§ **YOUR GOAL**
Word for word, return every record.

§ **ENTRIES PROVIDED**
####

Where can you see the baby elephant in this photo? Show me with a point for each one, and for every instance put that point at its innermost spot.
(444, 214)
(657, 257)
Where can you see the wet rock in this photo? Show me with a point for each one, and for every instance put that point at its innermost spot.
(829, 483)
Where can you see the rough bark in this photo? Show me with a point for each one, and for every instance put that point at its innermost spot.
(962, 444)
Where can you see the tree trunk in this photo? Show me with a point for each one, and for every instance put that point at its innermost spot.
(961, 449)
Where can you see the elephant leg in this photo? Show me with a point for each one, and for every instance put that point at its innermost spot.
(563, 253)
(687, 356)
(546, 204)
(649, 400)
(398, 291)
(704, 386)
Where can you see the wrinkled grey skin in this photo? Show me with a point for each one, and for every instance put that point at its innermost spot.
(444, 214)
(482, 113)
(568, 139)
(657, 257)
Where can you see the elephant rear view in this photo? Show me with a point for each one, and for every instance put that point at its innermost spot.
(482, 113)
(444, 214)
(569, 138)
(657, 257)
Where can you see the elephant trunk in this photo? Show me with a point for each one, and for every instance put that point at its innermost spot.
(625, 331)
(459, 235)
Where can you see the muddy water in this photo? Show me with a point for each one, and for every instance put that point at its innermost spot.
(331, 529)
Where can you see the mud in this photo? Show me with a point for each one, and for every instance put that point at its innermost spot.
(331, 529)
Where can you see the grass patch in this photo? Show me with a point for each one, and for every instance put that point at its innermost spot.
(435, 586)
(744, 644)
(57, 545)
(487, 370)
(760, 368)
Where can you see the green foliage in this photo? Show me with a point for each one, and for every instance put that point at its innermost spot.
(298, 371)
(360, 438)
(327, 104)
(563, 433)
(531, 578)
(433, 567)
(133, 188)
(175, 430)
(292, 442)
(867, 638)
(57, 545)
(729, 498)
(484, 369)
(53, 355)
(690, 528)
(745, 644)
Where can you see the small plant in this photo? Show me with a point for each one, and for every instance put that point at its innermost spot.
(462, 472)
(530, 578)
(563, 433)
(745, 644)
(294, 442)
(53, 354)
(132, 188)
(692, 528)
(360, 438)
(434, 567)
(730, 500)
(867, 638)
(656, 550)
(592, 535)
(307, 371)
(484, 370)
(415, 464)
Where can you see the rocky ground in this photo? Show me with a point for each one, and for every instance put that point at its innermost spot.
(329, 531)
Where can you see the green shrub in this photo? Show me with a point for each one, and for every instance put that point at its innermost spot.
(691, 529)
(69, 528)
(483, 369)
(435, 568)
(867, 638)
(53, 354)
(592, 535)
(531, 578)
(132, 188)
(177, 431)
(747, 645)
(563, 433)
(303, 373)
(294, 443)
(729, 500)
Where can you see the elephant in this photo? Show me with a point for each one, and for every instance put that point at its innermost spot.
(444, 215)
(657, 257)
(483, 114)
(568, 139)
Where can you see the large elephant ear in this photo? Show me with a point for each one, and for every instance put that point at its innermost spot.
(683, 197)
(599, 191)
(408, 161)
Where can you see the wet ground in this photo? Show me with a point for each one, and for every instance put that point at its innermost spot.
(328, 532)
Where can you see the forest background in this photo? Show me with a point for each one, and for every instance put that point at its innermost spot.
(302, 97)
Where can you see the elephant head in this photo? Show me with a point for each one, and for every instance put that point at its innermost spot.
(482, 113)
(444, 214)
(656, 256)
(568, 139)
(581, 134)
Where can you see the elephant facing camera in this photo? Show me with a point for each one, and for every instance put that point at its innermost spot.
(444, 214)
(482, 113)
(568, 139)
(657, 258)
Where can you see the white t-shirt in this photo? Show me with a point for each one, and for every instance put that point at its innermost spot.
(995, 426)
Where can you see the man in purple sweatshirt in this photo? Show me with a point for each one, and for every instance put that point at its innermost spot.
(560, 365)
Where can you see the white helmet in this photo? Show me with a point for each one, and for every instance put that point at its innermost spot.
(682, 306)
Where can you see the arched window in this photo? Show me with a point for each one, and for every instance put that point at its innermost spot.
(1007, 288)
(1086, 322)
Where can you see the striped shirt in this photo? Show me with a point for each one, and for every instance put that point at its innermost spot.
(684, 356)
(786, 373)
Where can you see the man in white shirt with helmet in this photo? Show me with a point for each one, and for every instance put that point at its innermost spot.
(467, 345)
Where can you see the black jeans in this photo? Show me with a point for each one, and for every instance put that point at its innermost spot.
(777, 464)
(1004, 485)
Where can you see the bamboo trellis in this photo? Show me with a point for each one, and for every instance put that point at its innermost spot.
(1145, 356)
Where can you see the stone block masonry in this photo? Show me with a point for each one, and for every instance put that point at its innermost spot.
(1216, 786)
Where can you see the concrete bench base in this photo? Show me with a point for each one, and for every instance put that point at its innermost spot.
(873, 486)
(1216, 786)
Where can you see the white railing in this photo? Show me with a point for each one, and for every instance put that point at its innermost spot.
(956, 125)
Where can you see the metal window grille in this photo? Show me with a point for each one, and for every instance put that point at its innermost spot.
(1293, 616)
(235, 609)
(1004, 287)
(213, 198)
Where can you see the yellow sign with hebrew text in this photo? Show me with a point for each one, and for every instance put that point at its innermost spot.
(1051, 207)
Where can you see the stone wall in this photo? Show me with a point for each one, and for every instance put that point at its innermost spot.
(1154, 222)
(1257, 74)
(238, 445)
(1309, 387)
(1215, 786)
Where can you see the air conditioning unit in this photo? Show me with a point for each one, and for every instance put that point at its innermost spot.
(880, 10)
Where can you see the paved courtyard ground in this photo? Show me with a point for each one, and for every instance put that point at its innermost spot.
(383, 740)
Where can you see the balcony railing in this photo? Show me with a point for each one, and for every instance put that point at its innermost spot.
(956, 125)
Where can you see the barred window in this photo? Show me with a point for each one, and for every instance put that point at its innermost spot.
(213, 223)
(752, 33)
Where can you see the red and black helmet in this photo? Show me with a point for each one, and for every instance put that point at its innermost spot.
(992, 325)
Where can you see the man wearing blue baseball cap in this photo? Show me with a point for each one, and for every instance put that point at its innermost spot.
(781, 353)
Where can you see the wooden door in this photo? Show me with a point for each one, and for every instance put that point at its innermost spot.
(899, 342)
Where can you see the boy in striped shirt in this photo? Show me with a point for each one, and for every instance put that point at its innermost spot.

####

§ **ANSWER SECTION**
Where can you see the baby elephant in this photo? Show me with a point for each one, and for every instance put that point at its innermost spot.
(444, 214)
(657, 257)
Where can you see the wet rock in this photo? Show me with a point for each one, and for every instance put that point at its innermost spot.
(829, 483)
Where can you see the rough bark in this photo? Show me with a point for each one, and for every instance put that point at its innermost spot.
(962, 444)
Where can you see the tree trunk in this photo? Show me with a point for each one, and for every instance put that point at its innermost spot.
(961, 449)
Where can you see the elephant leg in this photo? Show me with a point for each one, and for every instance put that point at its innermost spot.
(563, 253)
(687, 356)
(546, 204)
(649, 400)
(398, 291)
(704, 386)
Where can you see the wrinkled grey skin in this photo? Show me with a point for each one, and for every instance put that point at its innermost spot.
(444, 214)
(482, 113)
(568, 139)
(657, 257)
Where can you see the elephant rear view in this photo? Show me with a point for each one, and for every instance put that point at its innermost spot.
(482, 113)
(444, 214)
(569, 138)
(657, 257)
Where can you see the elephant trunk in this photo? Show me with a point for each one, and for every instance put that point at its innermost spot.
(625, 331)
(459, 235)
Where can you see the muddy water in this photo? Show me with a point for each one, and for every instance put that point at its innermost spot.
(331, 529)
Where can you see the mud in this photo? Show me with a point for each one, and for every instance put that point at its innermost spot.
(331, 529)
Where can you see the grass patch in this photo? Show me with a point for each one, and for every instance put that point at its innermost spot.
(435, 586)
(744, 644)
(57, 545)
(487, 370)
(760, 368)
Where can you see the green foliage in this photo? Show me with a point for each one, and for every instance put that point at its innermost spot.
(298, 371)
(360, 438)
(327, 104)
(563, 433)
(531, 578)
(433, 567)
(133, 188)
(175, 430)
(292, 442)
(867, 638)
(57, 545)
(729, 498)
(484, 369)
(53, 355)
(690, 528)
(745, 644)
Where can you see the small plant in this photo? Show me with a point for each one, and for every instance put that point at its innermost spot.
(462, 472)
(530, 578)
(563, 433)
(745, 644)
(294, 442)
(53, 354)
(132, 188)
(692, 528)
(360, 438)
(434, 567)
(730, 500)
(867, 638)
(656, 550)
(592, 535)
(307, 371)
(484, 370)
(415, 464)
Where can you see the rocky ground in this photo? Show me with a point for each one, and for every instance put that point at its innermost spot.
(329, 531)
Where can you see the green shrub in this photo? Show me with a point for each one, and for every instance put that point at its innermost spot.
(691, 529)
(69, 528)
(483, 369)
(435, 568)
(867, 638)
(53, 354)
(592, 535)
(531, 578)
(132, 188)
(177, 431)
(747, 645)
(563, 433)
(303, 373)
(294, 443)
(729, 500)
Where can you see the elephant in this photo? Show me with a point for each one, and for every instance put that point at its innermost spot.
(444, 215)
(657, 257)
(483, 114)
(568, 139)
Where can you see the large elephant ear in this photo? Show me with a point for each one, and for every instance put that point at its innermost spot.
(683, 197)
(599, 191)
(408, 161)
Where can you see the wet ground in this photo? Show me with a point for each one, and for every instance put that point at its innermost spot.
(328, 532)
Where can you see the forest background in this photo? Show me with a point for each one, and for every instance put that point at its innermost spot.
(302, 97)
Where can you see the elephant head in this photo? Show me with a point for each one, and for every instance put that point at its innermost spot.
(482, 113)
(444, 214)
(656, 256)
(568, 139)
(581, 134)
Where can you see the elephant facing camera in this photo? Show me with a point for each one, and for every instance put that point at its innermost spot.
(444, 214)
(482, 113)
(568, 139)
(657, 258)
Where can you see the white t-shirt in this photo? Show me with a point for each one, and for every instance put that point at its innermost spot.
(995, 426)
Where can you see the man in purple sweatshirt in this photo? Show me with a point for each one, and for every instance put that point at its innermost spot.
(560, 365)
Where can you see the white helmet in this photo? Show me with a point for each one, and for every instance put that point at its innermost spot.
(682, 306)
Where can you see the arched window in this photo? Show me with a point for each one, and for every instance put that point at its innermost spot.
(1007, 288)
(1086, 322)
Where can you see the striped shirt in this photo? Show me with a point for each one, and for every instance put that point at its innermost spot.
(684, 356)
(786, 373)
Where can you see the man in white shirt with helmet in this photo? Show me with a point for each one, and for every instance put that point at its innermost spot.
(467, 345)
Where can you see the black jeans in this photo? Show me with a point for each one, and for every instance put that point at its innermost spot.
(777, 464)
(1004, 485)
Where can you see the bamboo trellis in this photo? Show me with a point for each one, and for every instance put that point at its innermost spot.
(1145, 356)
Where can you see the stone block masonry in this photo? Show me with a point for each one, and for every instance put that point at its innermost spot.
(1216, 786)
Where can you see the concrete bench base in this photo? Show me with a point for each one, and for every instance put that point at its innermost spot.
(873, 486)
(1216, 786)
Where can you see the white railing in this photo? Show me with a point for each one, and for every instance put that point at its innermost spot.
(956, 125)
Where can you see the metal window grille in this photo? Show me with a point for each one, and for every instance put that point at its innermost spot.
(1293, 616)
(235, 609)
(1004, 287)
(213, 198)
Where can you see the yellow sign with hebrew text in this photo? Show me with a point for each one, and for every instance put that point at its innermost spot.
(1051, 207)
Where can you see the stone wall in this photo? Show me with a point for each one, and for every instance put that point at its innermost spot.
(1154, 222)
(1257, 74)
(238, 445)
(1309, 387)
(1215, 786)
Where can you see the air conditioning unit in this photo? Show me with a point for each one, and for every instance put that point at its innermost spot.
(880, 10)
Where can you see the paved courtyard ground in this photo? Show me with a point for each one, and for every instance put that point at its innermost spot.
(383, 740)
Where can you see the balcony railing in this photo? Show me with a point for each one, and for every instance put that point at its innermost spot.
(956, 125)
Where can you see the barred window in this photo? Show me with a point for each one, and for every instance put that point at its innermost spot.
(213, 223)
(752, 33)
Where can you see the red and black helmet in this photo? Show me with a point for each one, and for every instance put that point at its innermost spot.
(992, 325)
Where can you see the man wearing blue baseball cap in this photo? Show me with a point for each one, and for every instance put that point at its innermost spot.
(781, 353)
Where can you see the wooden door in this photo? Show me with a point for each one, and for every instance put that point at its innermost spot.
(899, 342)
Where can you see the boy in striped shirt in this photo? Show me with a point for each one, and for every instance put that point at its innermost spot.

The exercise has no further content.